- ASSIGNMENT
Everything from the line that holds "In this practice step, locate the hazy sky" through the end of the data below should be output exactly, both ends included.
── INFORMATION SUPPLIED
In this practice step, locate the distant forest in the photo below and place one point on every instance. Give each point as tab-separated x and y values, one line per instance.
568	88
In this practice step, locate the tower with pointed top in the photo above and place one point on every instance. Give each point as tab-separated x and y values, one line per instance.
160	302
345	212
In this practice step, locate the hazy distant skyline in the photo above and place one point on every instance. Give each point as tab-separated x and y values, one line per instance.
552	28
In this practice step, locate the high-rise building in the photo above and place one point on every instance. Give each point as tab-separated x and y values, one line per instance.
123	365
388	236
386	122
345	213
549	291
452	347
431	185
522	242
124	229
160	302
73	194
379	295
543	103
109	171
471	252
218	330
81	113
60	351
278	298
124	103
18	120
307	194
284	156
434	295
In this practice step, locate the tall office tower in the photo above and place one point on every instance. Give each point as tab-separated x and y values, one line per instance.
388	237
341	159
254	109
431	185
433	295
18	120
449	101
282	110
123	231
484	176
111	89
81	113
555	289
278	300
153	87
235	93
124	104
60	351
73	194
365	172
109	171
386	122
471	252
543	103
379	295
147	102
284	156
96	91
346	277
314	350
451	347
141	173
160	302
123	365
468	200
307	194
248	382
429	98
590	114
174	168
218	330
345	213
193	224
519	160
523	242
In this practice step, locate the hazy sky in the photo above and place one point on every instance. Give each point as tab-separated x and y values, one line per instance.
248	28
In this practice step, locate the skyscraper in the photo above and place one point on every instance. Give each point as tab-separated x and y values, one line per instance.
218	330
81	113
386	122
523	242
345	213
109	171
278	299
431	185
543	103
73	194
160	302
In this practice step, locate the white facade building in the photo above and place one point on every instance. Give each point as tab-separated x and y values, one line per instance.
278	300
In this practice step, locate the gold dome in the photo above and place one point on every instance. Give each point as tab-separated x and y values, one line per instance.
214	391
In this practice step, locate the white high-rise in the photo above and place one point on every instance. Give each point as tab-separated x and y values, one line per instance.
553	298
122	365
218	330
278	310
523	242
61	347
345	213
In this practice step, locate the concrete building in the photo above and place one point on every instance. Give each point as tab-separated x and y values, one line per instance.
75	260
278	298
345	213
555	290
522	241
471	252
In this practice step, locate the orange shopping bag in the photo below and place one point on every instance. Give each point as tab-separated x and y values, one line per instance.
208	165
────
- ANSWER FOR THIS EXERCISE
In this practice step, locate the hazy sky in the photo above and place one point on every instance. Give each point as tab-separated x and y values, one line per instance.
248	28
In this practice step, locate the skyscraper in the photo above and place one point on every instance. Give each point as tab-separated x and y values, one line per instance.
218	330
81	113
386	122
523	242
345	213
109	171
278	299
431	185
543	103
73	194
160	302
In this practice step, locate the white facade building in the photo above and place one point on every instance. Give each point as tab-separated x and y values, one line per instance.
278	300
In this practice step, locate the gold dome in the photo above and place one point on every instance. Give each point as tab-separated x and y values, one line per instance.
214	391
In this practice step, locate the white high-rise in the photo above and place one point on every instance. Give each point as tab-separated x and y values, one line per instance.
553	298
122	365
218	330
278	310
523	242
61	347
345	213
In this practice step, locate the concrete building in the photo above and place one point on every instance. Give each point as tab-separated x and y values, one line per instance.
75	260
278	298
345	213
555	290
522	241
471	252
In this practice step, locate the orange shopping bag in the photo below and place one point on every instance. Give each point as tab-separated x and y values, one line per instance.
208	165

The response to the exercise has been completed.